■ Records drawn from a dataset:
▬▬▬▬▬▬▬▬▬▬

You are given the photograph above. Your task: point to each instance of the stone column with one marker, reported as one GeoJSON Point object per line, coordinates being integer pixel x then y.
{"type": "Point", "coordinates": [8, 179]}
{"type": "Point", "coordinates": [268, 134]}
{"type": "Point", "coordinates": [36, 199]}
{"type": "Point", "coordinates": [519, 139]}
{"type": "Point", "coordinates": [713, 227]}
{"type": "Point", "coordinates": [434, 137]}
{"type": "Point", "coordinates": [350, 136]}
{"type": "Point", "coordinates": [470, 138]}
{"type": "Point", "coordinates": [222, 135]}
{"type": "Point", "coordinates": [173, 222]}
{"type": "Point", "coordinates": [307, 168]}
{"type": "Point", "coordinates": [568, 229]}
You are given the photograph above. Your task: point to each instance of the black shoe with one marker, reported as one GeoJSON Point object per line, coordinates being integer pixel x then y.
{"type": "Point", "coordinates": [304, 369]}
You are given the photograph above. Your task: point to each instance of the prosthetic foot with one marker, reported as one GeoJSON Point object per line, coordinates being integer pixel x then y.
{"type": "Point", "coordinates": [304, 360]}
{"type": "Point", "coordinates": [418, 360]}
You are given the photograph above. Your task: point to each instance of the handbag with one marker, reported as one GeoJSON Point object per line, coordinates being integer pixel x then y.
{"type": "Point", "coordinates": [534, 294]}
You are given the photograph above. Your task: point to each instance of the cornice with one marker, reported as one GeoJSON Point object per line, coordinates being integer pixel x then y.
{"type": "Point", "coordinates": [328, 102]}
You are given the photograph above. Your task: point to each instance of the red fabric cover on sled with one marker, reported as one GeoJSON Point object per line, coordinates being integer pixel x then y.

▬▬▬▬▬▬▬▬▬▬

■ WHAT TO PRODUCE: Word for word, reproduce every line of the data.

■ ANSWER BELOW:
You are given the photograph above. Your task: point to each instance of the stone column with one marker, reported as one GeoJSON Point object per line, coordinates being integer pixel x then y.
{"type": "Point", "coordinates": [8, 179]}
{"type": "Point", "coordinates": [268, 134]}
{"type": "Point", "coordinates": [36, 199]}
{"type": "Point", "coordinates": [519, 139]}
{"type": "Point", "coordinates": [713, 227]}
{"type": "Point", "coordinates": [434, 137]}
{"type": "Point", "coordinates": [350, 136]}
{"type": "Point", "coordinates": [470, 138]}
{"type": "Point", "coordinates": [222, 135]}
{"type": "Point", "coordinates": [173, 222]}
{"type": "Point", "coordinates": [307, 168]}
{"type": "Point", "coordinates": [568, 229]}
You are given the photograph above. Your task: point to each instance of the black shoe with one marker, reported as one GeoJSON Point object per line, coordinates being integer pixel x then y.
{"type": "Point", "coordinates": [304, 369]}
You are given the photograph above. Your task: point to each instance of the prosthetic foot with one marker, reported as one GeoJSON Point object per line, coordinates being integer pixel x then y.
{"type": "Point", "coordinates": [304, 360]}
{"type": "Point", "coordinates": [418, 360]}
You are given the photograph above. Your task: point to each instance of the handbag with one marker, reported as one GeoJSON Point object per line, coordinates being integer pixel x then y.
{"type": "Point", "coordinates": [534, 294]}
You are given the photograph above. Your task: point to each instance of the cornice with one marker, reported as one GeoJSON Point object per line, coordinates being integer pixel x then y.
{"type": "Point", "coordinates": [328, 102]}
You are given the photograph above. Your task: point to each instance of the red fabric cover on sled with one marker, reported as one GeoJSON Point object per line, coordinates being integer pixel x then y.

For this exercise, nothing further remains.